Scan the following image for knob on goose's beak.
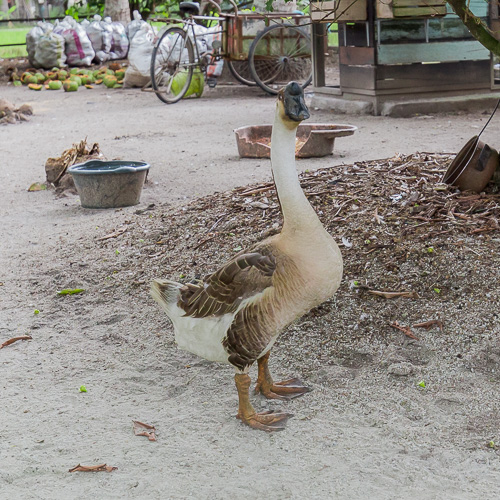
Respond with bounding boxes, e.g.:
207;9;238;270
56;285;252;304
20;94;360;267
281;81;310;122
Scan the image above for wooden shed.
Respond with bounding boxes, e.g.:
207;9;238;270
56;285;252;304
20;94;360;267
310;0;496;115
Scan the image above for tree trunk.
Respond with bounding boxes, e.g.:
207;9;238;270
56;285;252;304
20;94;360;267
446;0;500;56
104;0;131;25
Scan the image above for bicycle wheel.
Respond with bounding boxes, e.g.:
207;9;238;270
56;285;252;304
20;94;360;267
227;60;256;86
150;27;194;104
248;24;312;96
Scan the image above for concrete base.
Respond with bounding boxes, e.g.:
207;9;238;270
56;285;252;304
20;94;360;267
380;94;500;117
311;94;374;115
311;91;500;117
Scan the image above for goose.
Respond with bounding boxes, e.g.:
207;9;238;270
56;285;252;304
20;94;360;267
151;82;343;431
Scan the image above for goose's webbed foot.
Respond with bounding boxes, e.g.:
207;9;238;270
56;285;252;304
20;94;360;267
236;409;293;432
256;377;312;400
255;352;312;400
234;373;293;432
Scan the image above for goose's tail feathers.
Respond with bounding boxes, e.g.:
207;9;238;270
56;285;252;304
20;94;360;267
151;279;183;315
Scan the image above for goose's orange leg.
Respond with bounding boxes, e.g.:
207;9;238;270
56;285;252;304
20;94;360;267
255;351;312;400
235;373;292;432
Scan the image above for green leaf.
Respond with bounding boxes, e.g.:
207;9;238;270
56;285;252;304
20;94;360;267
265;0;274;11
28;182;47;192
34;309;40;315
57;288;85;296
418;380;426;388
433;288;441;294
79;385;87;393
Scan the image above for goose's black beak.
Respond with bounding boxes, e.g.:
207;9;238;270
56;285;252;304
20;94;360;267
281;81;310;122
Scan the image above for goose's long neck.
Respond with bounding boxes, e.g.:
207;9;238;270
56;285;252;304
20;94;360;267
271;112;321;235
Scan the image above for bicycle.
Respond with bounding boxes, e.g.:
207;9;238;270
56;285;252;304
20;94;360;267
150;1;312;104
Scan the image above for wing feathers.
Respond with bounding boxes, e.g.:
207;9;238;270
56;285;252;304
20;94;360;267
223;302;272;371
178;248;276;319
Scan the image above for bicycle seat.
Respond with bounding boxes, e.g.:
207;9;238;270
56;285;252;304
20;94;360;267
179;2;200;15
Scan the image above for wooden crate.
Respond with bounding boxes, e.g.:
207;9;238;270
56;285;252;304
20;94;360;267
226;13;307;60
376;0;447;19
310;0;367;23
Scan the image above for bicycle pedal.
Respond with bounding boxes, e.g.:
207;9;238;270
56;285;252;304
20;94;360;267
207;78;217;88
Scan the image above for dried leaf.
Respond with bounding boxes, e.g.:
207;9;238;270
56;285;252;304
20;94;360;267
389;321;419;340
133;420;156;441
69;464;117;473
0;335;32;349
97;227;127;241
413;320;443;331
193;235;216;250
369;290;418;299
238;185;274;197
134;203;156;215
45;139;101;187
341;237;352;248
249;201;270;210
373;207;384;224
28;182;47;192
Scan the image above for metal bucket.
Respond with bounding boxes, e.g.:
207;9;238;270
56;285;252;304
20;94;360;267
442;136;499;193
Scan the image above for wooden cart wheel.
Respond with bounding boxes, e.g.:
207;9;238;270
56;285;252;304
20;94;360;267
227;60;257;86
248;23;312;95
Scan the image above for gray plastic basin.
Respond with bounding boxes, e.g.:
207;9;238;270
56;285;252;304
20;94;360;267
68;160;150;209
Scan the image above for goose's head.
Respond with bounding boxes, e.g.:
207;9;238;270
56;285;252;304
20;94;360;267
277;81;310;128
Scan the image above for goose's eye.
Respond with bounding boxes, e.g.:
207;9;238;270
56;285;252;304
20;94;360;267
278;94;283;101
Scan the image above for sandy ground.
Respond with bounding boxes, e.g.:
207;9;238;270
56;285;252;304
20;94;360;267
1;81;500;500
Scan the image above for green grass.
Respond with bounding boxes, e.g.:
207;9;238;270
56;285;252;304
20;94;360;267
0;26;30;58
328;31;338;47
0;20;338;58
0;45;28;58
328;23;338;47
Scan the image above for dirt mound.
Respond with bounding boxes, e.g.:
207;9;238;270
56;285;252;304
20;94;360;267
0;97;33;124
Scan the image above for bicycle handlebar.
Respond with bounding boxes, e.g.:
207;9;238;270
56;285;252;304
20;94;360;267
204;0;222;14
227;0;239;14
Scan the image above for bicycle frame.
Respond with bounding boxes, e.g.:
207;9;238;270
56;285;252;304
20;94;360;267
150;5;312;102
154;15;229;70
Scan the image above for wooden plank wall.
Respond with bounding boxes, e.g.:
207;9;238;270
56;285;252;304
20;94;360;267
336;0;491;95
392;0;447;18
376;60;491;91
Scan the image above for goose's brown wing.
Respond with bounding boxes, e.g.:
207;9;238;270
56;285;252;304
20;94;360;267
178;248;276;318
223;300;274;371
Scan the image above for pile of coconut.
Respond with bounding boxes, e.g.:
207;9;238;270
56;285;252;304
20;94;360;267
11;63;126;91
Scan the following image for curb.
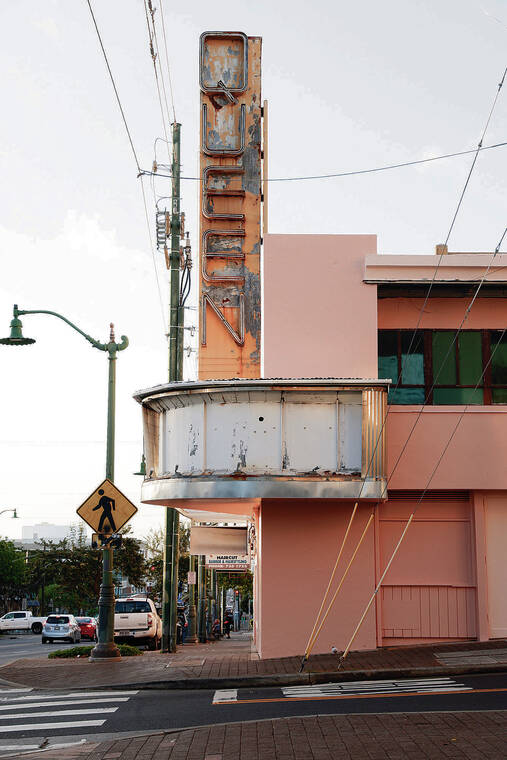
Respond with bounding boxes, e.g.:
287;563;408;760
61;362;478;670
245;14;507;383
11;661;503;692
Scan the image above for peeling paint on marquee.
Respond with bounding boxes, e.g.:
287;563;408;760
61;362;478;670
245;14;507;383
199;31;262;379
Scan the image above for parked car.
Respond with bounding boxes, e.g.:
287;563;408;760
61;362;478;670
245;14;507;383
42;614;81;644
75;616;97;641
0;611;46;635
114;597;161;649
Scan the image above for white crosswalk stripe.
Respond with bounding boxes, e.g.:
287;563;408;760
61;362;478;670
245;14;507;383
0;687;138;747
282;677;472;698
213;689;238;704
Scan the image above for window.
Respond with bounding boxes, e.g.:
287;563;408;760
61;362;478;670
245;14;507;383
13;613;26;619
46;615;70;624
115;601;151;614
378;330;507;405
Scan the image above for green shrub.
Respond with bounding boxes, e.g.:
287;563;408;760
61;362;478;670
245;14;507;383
48;644;142;659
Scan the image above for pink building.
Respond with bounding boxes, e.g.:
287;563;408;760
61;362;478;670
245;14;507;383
136;234;507;659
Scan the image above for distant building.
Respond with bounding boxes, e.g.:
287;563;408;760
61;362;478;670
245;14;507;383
22;523;72;543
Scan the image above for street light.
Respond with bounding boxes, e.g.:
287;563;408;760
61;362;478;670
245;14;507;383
0;304;128;660
0;509;18;518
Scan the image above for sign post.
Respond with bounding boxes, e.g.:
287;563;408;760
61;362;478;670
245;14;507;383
77;478;137;661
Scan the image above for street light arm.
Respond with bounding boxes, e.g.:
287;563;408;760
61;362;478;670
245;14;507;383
13;306;122;352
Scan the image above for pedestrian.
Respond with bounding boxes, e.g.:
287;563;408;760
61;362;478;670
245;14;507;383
223;616;231;638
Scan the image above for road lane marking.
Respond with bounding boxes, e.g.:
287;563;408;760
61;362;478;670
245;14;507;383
213;689;238;704
0;707;119;719
0;720;105;733
213;687;507;705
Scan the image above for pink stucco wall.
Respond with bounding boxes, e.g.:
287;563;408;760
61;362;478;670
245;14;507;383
379;297;507;329
263;234;378;378
258;499;376;659
386;407;507;490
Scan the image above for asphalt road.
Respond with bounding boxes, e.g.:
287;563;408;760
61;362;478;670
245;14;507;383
0;672;506;756
0;634;94;667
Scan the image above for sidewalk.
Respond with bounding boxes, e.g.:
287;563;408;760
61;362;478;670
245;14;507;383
8;712;507;760
1;633;507;691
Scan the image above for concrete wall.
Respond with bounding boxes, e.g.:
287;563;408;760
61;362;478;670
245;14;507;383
258;499;376;659
263;234;378;378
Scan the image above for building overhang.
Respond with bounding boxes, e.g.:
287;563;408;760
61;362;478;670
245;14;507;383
134;378;389;504
364;253;507;285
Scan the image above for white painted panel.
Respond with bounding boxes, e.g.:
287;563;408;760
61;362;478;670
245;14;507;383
206;401;281;473
165;403;205;475
283;401;337;472
339;397;362;472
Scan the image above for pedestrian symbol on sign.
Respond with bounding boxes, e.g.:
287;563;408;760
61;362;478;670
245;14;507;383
92;489;116;533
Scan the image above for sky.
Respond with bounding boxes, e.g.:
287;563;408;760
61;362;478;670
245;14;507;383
0;0;505;540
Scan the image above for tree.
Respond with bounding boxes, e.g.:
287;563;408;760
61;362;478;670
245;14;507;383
144;523;190;600
25;531;147;615
0;539;26;613
217;571;253;612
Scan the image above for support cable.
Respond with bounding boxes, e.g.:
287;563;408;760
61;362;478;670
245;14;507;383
300;221;506;665
302;510;374;668
378;224;507;501
351;66;507;506
299;502;358;672
338;325;506;666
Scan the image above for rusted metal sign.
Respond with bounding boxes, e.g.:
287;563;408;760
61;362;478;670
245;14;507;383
199;31;262;379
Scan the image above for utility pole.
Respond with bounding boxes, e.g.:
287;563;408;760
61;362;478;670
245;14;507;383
161;122;183;653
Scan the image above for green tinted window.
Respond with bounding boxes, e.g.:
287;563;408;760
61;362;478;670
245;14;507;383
401;331;424;384
378;331;398;383
492;388;507;403
491;331;507;384
433;388;484;405
389;387;425;404
458;332;482;385
432;332;456;385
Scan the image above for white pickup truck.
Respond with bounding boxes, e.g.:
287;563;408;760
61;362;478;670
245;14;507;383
114;597;162;650
0;610;47;634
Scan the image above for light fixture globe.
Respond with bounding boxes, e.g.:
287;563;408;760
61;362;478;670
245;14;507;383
0;316;35;346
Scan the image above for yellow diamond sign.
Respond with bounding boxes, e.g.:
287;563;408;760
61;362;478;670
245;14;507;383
76;479;138;535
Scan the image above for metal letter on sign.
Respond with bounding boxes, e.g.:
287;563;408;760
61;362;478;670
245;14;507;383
76;479;138;536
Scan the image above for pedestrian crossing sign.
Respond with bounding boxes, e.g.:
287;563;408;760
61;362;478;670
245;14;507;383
76;479;138;535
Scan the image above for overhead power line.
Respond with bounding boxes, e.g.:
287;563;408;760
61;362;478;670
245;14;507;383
141;140;507;182
158;0;177;123
85;0;167;336
85;0;141;173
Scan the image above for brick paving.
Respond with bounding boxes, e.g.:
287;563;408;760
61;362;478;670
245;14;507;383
1;635;507;690
8;712;507;759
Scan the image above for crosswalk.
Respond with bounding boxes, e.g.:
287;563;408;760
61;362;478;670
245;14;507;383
212;676;473;704
0;687;138;753
282;677;473;699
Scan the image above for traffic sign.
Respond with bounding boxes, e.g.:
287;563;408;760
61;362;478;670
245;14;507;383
77;479;137;535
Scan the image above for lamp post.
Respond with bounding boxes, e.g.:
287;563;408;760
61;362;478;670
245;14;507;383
0;304;128;660
0;509;18;518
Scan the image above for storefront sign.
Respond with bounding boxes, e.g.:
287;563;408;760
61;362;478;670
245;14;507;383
205;554;250;571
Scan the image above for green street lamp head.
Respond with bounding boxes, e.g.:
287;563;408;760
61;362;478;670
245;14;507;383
13;509;18;519
0;311;35;346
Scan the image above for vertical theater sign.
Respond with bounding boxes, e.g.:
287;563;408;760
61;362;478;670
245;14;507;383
199;32;262;379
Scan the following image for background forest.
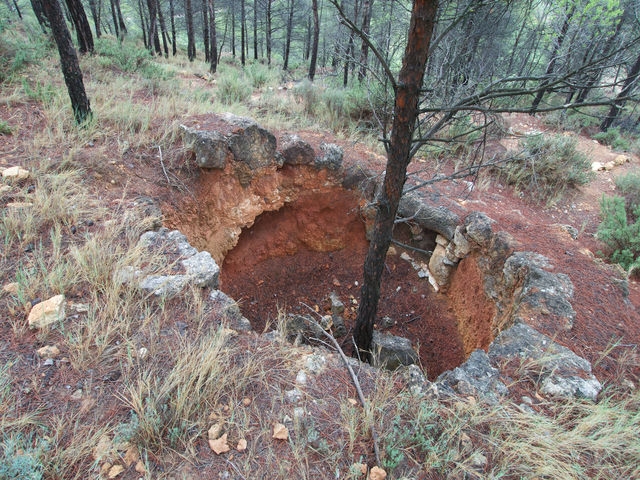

·····

INSTRUCTIONS TO FOLLOW = Return each line of the material in which the string "pink" can be found.

TASK RESULT =
Scan the image above for pink building.
Scan the image above for pink stucco wall.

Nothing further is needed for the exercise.